Your response should give back each record exactly, word for word.
══════
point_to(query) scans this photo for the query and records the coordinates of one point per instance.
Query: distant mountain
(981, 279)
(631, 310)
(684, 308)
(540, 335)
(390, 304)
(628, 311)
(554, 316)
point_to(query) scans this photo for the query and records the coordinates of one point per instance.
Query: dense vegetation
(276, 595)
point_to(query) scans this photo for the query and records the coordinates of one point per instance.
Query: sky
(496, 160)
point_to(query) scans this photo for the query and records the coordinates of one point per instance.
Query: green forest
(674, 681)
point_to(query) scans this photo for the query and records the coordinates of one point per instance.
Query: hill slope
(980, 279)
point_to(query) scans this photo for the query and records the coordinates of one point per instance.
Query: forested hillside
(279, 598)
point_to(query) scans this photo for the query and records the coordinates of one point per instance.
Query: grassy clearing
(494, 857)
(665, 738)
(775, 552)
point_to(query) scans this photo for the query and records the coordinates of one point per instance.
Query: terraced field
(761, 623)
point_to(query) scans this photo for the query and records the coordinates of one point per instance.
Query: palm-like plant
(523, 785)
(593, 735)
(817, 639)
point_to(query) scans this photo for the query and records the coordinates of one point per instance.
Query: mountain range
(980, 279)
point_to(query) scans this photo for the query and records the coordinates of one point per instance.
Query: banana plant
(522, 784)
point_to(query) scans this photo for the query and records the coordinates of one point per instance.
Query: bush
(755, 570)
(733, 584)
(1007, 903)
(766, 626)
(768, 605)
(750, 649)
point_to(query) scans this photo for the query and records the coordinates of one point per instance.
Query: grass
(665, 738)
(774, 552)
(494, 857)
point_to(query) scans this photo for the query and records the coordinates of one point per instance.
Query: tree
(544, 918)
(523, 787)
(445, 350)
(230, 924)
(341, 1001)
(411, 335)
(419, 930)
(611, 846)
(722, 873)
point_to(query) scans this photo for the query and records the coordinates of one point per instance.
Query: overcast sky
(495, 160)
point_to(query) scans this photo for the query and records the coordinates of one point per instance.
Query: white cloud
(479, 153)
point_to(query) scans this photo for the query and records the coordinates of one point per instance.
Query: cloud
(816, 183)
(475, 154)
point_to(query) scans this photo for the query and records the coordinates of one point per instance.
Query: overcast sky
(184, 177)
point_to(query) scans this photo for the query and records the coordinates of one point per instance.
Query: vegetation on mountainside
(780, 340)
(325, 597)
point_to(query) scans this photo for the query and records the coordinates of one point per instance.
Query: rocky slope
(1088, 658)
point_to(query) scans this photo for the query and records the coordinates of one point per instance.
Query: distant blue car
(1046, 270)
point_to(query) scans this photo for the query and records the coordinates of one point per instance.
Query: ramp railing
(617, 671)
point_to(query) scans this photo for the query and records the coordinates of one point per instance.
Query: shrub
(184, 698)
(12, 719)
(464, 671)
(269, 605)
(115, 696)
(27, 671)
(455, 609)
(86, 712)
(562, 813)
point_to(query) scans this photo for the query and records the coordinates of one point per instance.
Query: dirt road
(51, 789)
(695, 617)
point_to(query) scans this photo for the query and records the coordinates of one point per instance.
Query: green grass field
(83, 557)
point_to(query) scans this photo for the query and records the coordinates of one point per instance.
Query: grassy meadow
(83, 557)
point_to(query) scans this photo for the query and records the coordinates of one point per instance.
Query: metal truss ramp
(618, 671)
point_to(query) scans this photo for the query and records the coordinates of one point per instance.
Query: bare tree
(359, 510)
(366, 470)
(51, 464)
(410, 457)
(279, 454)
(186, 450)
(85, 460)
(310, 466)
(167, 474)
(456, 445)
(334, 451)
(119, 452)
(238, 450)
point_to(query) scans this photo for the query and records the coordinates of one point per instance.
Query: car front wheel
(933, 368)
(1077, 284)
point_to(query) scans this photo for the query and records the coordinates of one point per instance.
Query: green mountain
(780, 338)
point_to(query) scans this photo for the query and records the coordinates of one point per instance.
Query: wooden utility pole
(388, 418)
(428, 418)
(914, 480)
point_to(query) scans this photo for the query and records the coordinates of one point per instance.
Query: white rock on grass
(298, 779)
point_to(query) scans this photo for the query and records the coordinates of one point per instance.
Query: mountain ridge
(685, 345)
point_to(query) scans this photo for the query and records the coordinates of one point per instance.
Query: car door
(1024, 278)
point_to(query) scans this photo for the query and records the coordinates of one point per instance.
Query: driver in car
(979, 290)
══════
▶ [The answer]:
point_to(query) scans this photo for the query and records the coordinates of one point per instance.
Query: distant mountain
(981, 279)
(631, 310)
(684, 308)
(540, 335)
(390, 304)
(628, 311)
(554, 316)
point_to(query) scans this photo for the query and records the coordinates of one point per instance.
Query: dense vegetation
(276, 595)
point_to(query) scans this photo for the query and records the coordinates of one point per instance.
Query: sky
(496, 160)
point_to(query) scans this photo for the query and records the coordinates of one point per instance.
Query: green forest
(674, 681)
point_to(query) scans this photo for the query and records the coordinates of one point per instance.
Query: hill slope
(980, 279)
point_to(query) scans this photo for the query and records the coordinates of one point per instance.
Query: forested hillside
(279, 598)
point_to(query) scans this photo for the query and records the coordinates of one point per instance.
Query: grassy clearing
(494, 857)
(665, 738)
(775, 552)
point_to(query) scans this photo for the query and records the coordinates of one point per instance.
Query: terraced field
(761, 623)
point_to(query) scans this photo for the query and records the coordinates of one point per instance.
Query: palm-like plant
(523, 785)
(593, 735)
(817, 639)
point_to(query) scans this photo for the query and records the coordinates of one point per instance.
Query: mountain range
(980, 279)
point_to(query) scans this photo for the query and records the coordinates of one point per instance.
Query: banana plant
(522, 784)
point_to(query) scans this photo for the query and records the coordinates of one point per instance.
Query: bush
(755, 570)
(733, 584)
(1007, 903)
(766, 626)
(768, 605)
(750, 649)
point_to(query) scans this photo for the query and records the coordinates of one point per instance.
Query: grass
(665, 738)
(774, 552)
(494, 857)
point_to(query) scans this photo for the query and records the coordinates of one point per instance.
Query: tree
(544, 918)
(523, 787)
(445, 350)
(230, 924)
(341, 1001)
(411, 335)
(419, 930)
(611, 846)
(722, 873)
point_to(query) scans this photo for the query and records the coordinates of one point per instance.
Query: overcast sky
(495, 160)
point_to(query) scans this photo for the query and records the coordinates of one point per instance.
Query: white cloud
(479, 153)
point_to(query) scans this photo for the query and records the coordinates of one point per instance.
Query: cloud
(816, 183)
(475, 154)
point_to(query) scans this photo for the query and records the coordinates of one point per instance.
Query: overcast sky
(184, 177)
point_to(query) scans this photo for the query and records the coordinates of one point per instance.
Query: vegetation on mountainside
(780, 340)
(325, 597)
point_to(query) scans this photo for the query and records the coordinates of one point per instance.
Query: rocky slope
(1088, 658)
point_to(query) scans this photo for the query and records the coordinates of one point per instance.
Query: distant blue car
(1046, 270)
point_to(query) scans this photo for the query and records the coordinates of one point per instance.
Query: ramp railing
(617, 671)
point_to(query) scans this photo for the query and records the coordinates of one point per instance.
Query: shrub
(184, 698)
(12, 719)
(464, 671)
(269, 605)
(115, 696)
(27, 671)
(455, 609)
(86, 712)
(562, 813)
point_to(query) scans this photo for the query and records the coordinates of one point per instance.
Query: dirt road
(51, 789)
(695, 617)
point_to(query) scans this photo for the query and records the coordinates of one point per instance.
Query: green grass field
(83, 557)
point_to(query) scans this photo for the query and records the coordinates of one point per instance.
Query: grassy meadow
(83, 557)
point_to(query) scans this photo for the query and records the coordinates of one point per instance.
Query: metal truss ramp
(618, 671)
point_to(query) scans this photo for the query and records the coordinates of one point per instance.
Query: bare tree
(359, 510)
(366, 470)
(51, 464)
(410, 457)
(279, 454)
(186, 450)
(85, 460)
(310, 466)
(167, 474)
(456, 445)
(334, 451)
(119, 452)
(238, 450)
point_to(query) scans this photo for the query and records the coordinates of one point per instance.
Query: car front wheel
(933, 368)
(1077, 284)
point_to(query) scans this photo for the query and records the coordinates of one point per instance.
Query: green mountain
(780, 338)
point_to(query) scans this photo for the query and records the coordinates of one point per instance.
Query: wooden utility pole
(388, 418)
(428, 418)
(914, 480)
point_to(query) scans this photo for the query and records the coordinates of one point per instance.
Query: white rock on grass
(298, 779)
point_to(query) scans this photo for the query and records the coordinates of one point per instance.
Query: mountain ridge
(685, 345)
point_to(query) scans this photo for the query and records the coordinates of one point per instance.
Query: car door
(1024, 278)
point_to(query) scans this photo for the query and records the coordinates of one point per instance.
Query: driver in car
(979, 290)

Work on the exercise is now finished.